▶ **EXERCISE**
Return, unchanged, each line in the records below that contains the string "number".

▶ **INPUT ROWS**
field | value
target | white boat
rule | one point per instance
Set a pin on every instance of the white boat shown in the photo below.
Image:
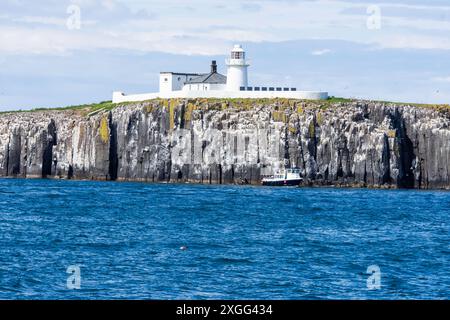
(285, 177)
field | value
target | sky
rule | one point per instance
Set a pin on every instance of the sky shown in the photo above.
(67, 52)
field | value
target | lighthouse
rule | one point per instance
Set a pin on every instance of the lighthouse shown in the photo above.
(237, 69)
(212, 84)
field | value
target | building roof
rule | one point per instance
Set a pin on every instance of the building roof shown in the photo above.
(181, 73)
(213, 77)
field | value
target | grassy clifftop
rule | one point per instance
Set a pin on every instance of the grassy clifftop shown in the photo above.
(211, 103)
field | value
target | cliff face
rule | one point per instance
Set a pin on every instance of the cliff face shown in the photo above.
(220, 141)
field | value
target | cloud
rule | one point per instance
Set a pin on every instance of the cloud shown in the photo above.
(441, 79)
(320, 52)
(167, 26)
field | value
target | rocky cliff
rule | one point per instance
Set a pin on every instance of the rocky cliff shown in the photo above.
(351, 143)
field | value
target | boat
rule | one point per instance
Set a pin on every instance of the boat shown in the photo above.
(285, 177)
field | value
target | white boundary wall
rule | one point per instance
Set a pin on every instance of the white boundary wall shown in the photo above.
(306, 95)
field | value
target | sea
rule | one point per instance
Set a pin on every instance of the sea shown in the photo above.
(64, 239)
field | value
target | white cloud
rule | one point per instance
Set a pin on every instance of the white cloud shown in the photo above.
(320, 52)
(441, 79)
(193, 30)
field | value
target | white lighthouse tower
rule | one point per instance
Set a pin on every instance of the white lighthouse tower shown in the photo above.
(237, 69)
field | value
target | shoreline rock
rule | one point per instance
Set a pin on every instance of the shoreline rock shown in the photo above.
(360, 143)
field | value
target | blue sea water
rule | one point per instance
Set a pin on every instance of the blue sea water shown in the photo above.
(242, 242)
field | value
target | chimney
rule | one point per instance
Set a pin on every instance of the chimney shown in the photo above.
(213, 66)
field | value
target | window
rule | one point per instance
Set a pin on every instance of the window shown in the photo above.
(237, 55)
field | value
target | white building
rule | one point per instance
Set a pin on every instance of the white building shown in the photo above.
(216, 85)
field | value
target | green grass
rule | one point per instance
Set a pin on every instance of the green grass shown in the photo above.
(240, 103)
(85, 108)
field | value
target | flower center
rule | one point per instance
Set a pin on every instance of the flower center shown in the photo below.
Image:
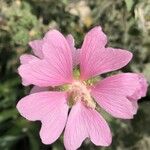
(78, 91)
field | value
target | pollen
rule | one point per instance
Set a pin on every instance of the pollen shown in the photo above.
(78, 91)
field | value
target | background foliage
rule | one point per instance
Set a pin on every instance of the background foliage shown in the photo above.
(127, 24)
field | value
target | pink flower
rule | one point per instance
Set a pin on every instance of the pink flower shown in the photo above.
(54, 66)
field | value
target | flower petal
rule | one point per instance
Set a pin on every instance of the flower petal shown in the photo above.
(113, 94)
(36, 45)
(37, 89)
(85, 122)
(50, 108)
(43, 74)
(26, 58)
(75, 52)
(95, 59)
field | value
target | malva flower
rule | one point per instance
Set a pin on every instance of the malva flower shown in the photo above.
(68, 89)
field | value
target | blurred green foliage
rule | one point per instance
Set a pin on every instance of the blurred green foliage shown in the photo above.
(127, 24)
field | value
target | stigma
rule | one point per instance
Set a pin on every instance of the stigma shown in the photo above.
(78, 91)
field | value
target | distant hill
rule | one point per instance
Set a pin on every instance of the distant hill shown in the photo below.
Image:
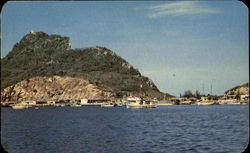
(241, 89)
(40, 57)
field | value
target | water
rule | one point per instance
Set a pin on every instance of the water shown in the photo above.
(216, 128)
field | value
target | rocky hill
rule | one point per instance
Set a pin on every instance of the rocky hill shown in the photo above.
(95, 72)
(241, 90)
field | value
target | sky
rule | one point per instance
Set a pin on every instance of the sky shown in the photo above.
(180, 45)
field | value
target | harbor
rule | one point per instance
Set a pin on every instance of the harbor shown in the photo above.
(129, 102)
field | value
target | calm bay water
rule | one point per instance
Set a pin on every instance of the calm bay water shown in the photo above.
(215, 128)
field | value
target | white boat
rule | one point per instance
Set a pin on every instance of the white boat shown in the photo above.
(139, 103)
(108, 105)
(76, 105)
(206, 103)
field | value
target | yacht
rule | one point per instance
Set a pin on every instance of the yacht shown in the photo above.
(19, 106)
(135, 102)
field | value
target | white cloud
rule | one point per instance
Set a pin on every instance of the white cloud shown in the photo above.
(178, 9)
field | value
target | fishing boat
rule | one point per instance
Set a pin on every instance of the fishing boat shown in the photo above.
(19, 106)
(108, 105)
(76, 105)
(135, 102)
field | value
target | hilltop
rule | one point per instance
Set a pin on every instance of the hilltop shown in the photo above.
(241, 90)
(40, 57)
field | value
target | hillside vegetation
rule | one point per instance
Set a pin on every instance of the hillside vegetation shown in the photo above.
(41, 55)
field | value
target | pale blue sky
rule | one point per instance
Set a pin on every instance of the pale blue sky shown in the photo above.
(180, 45)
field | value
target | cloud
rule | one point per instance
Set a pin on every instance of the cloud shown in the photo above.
(178, 9)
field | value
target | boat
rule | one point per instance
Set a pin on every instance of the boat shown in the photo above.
(19, 106)
(206, 103)
(140, 103)
(76, 105)
(108, 105)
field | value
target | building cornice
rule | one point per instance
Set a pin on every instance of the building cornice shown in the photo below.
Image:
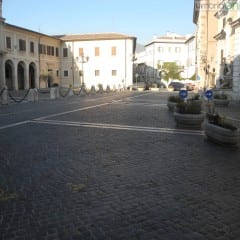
(235, 23)
(30, 31)
(220, 36)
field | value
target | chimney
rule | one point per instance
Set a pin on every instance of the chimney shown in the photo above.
(0, 8)
(1, 17)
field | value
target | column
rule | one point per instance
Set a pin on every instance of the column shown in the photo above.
(26, 77)
(15, 77)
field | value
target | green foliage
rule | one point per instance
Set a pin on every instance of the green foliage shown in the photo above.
(170, 70)
(193, 77)
(195, 97)
(222, 96)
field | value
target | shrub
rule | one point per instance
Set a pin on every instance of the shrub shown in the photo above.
(196, 97)
(55, 85)
(220, 96)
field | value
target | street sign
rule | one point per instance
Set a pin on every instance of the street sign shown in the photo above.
(183, 94)
(209, 94)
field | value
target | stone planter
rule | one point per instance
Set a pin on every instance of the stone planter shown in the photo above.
(171, 106)
(190, 121)
(221, 135)
(221, 102)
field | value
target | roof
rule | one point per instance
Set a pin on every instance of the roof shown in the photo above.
(28, 30)
(91, 37)
(169, 39)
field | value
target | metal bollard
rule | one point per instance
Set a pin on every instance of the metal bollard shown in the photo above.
(4, 97)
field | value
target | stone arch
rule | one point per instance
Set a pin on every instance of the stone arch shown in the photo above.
(9, 74)
(21, 75)
(32, 75)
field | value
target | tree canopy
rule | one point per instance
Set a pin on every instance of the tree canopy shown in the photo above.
(170, 70)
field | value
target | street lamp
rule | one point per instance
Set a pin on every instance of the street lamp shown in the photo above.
(82, 61)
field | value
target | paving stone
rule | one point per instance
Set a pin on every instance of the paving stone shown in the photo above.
(92, 183)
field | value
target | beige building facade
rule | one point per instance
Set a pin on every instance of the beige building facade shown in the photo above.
(218, 44)
(228, 46)
(206, 44)
(171, 47)
(29, 59)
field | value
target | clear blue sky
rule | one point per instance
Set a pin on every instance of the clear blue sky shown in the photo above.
(142, 19)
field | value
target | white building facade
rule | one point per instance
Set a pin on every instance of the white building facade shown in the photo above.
(168, 48)
(30, 59)
(94, 59)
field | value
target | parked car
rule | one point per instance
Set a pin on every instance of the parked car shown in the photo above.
(177, 86)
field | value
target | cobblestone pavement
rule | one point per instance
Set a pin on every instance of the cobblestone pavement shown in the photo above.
(114, 167)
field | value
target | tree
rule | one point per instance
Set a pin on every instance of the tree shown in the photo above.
(170, 70)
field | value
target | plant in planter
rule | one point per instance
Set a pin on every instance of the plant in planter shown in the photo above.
(196, 98)
(217, 129)
(188, 115)
(221, 99)
(172, 102)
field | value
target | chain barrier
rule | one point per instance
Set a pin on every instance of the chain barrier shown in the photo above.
(81, 90)
(22, 99)
(2, 91)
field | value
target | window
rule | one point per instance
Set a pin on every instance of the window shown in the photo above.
(31, 47)
(65, 52)
(224, 22)
(97, 73)
(50, 50)
(97, 51)
(8, 42)
(42, 49)
(114, 72)
(81, 53)
(57, 52)
(65, 73)
(22, 45)
(177, 49)
(114, 51)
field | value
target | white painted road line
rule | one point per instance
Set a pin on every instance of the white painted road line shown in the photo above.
(120, 127)
(14, 125)
(71, 111)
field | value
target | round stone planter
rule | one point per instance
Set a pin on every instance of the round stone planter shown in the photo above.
(221, 135)
(191, 121)
(171, 106)
(221, 102)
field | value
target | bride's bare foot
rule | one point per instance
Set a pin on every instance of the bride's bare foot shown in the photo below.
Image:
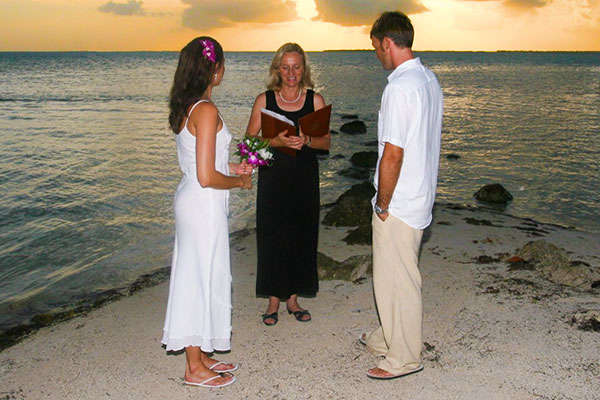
(207, 378)
(217, 366)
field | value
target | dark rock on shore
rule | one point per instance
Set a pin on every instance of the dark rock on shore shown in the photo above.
(361, 235)
(353, 207)
(554, 264)
(493, 193)
(354, 269)
(364, 159)
(354, 127)
(355, 173)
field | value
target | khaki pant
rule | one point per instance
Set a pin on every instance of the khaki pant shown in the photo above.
(397, 286)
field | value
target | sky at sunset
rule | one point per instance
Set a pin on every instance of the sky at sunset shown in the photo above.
(248, 25)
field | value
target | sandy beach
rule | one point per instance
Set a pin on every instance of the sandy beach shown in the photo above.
(490, 331)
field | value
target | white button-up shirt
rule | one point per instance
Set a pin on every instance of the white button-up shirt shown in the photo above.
(411, 118)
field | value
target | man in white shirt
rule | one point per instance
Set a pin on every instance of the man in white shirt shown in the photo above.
(409, 135)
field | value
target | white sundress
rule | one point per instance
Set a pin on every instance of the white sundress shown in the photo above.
(199, 305)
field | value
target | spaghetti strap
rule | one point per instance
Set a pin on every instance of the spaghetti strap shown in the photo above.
(187, 117)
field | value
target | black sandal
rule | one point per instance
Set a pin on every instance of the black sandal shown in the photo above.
(299, 314)
(272, 316)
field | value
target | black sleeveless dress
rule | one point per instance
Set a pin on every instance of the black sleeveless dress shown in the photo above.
(287, 217)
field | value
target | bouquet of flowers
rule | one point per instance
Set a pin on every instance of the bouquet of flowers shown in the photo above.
(255, 151)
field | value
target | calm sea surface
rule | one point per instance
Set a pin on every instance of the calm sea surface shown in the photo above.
(88, 166)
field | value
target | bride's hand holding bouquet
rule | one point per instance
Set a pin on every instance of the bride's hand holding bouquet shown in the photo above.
(254, 151)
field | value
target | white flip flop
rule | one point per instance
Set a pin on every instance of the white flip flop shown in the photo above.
(204, 383)
(212, 367)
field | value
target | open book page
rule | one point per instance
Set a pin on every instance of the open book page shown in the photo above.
(272, 124)
(316, 124)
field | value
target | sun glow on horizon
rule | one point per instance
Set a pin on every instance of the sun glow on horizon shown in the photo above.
(130, 25)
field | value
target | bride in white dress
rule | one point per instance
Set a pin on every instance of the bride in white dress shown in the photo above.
(198, 317)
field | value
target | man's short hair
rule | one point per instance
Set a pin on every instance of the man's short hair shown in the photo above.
(397, 26)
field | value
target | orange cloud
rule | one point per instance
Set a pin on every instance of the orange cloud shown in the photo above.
(209, 14)
(519, 4)
(132, 7)
(362, 12)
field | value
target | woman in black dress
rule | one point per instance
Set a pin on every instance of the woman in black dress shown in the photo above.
(287, 214)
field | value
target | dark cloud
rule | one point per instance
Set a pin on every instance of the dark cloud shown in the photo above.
(362, 12)
(132, 7)
(520, 4)
(208, 14)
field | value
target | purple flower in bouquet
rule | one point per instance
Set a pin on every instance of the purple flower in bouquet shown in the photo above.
(255, 151)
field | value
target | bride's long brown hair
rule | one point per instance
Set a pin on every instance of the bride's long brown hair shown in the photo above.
(193, 75)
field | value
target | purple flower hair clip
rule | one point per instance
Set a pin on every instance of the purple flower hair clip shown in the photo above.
(208, 50)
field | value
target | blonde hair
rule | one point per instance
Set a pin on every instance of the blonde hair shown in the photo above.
(274, 81)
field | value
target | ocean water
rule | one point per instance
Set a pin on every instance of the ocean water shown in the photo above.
(88, 165)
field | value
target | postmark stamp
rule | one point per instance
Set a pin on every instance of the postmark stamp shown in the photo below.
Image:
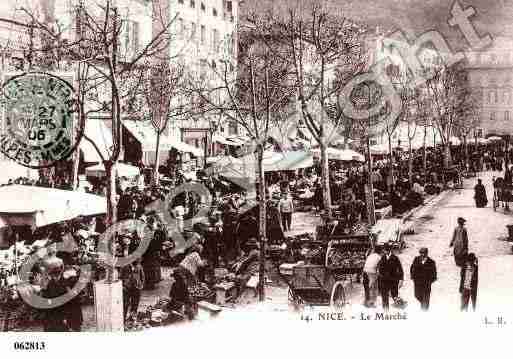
(38, 123)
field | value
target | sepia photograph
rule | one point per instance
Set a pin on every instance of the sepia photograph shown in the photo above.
(195, 168)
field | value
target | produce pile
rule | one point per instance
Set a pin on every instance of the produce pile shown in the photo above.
(200, 291)
(346, 259)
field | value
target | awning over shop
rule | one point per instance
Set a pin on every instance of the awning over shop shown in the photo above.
(39, 206)
(341, 155)
(13, 170)
(225, 141)
(145, 133)
(101, 135)
(122, 170)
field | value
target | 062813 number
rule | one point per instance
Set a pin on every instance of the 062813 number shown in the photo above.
(29, 345)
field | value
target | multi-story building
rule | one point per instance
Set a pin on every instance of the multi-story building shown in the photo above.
(491, 78)
(202, 34)
(203, 40)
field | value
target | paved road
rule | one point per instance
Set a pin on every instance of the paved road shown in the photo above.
(487, 234)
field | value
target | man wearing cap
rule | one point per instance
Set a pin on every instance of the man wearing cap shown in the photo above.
(423, 274)
(460, 242)
(390, 276)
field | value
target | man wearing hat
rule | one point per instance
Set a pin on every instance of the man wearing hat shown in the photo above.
(390, 276)
(460, 242)
(423, 274)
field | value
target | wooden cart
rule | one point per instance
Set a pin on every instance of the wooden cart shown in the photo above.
(324, 285)
(313, 285)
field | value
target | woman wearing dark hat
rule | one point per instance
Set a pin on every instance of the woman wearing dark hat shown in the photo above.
(480, 194)
(460, 242)
(423, 274)
(468, 282)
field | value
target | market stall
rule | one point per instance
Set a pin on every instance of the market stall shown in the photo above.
(40, 206)
(121, 170)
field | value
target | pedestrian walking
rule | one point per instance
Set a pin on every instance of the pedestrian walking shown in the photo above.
(460, 242)
(286, 206)
(468, 282)
(133, 283)
(480, 194)
(390, 276)
(423, 274)
(370, 270)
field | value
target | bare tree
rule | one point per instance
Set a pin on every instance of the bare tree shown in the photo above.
(106, 70)
(256, 99)
(448, 89)
(326, 52)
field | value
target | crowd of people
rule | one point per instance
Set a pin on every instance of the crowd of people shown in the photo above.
(228, 239)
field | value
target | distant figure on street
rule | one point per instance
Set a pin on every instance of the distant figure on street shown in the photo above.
(460, 242)
(423, 274)
(468, 282)
(390, 276)
(286, 209)
(370, 270)
(480, 195)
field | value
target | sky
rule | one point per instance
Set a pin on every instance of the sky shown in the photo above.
(414, 17)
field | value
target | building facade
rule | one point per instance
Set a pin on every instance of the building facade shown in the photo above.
(491, 78)
(203, 39)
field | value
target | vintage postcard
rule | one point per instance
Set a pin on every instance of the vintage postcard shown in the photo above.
(254, 171)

▶ **WRITTEN RESPONSE**
target | 062813 number
Set a pin on every instance of the 062813 number shown in the photo above.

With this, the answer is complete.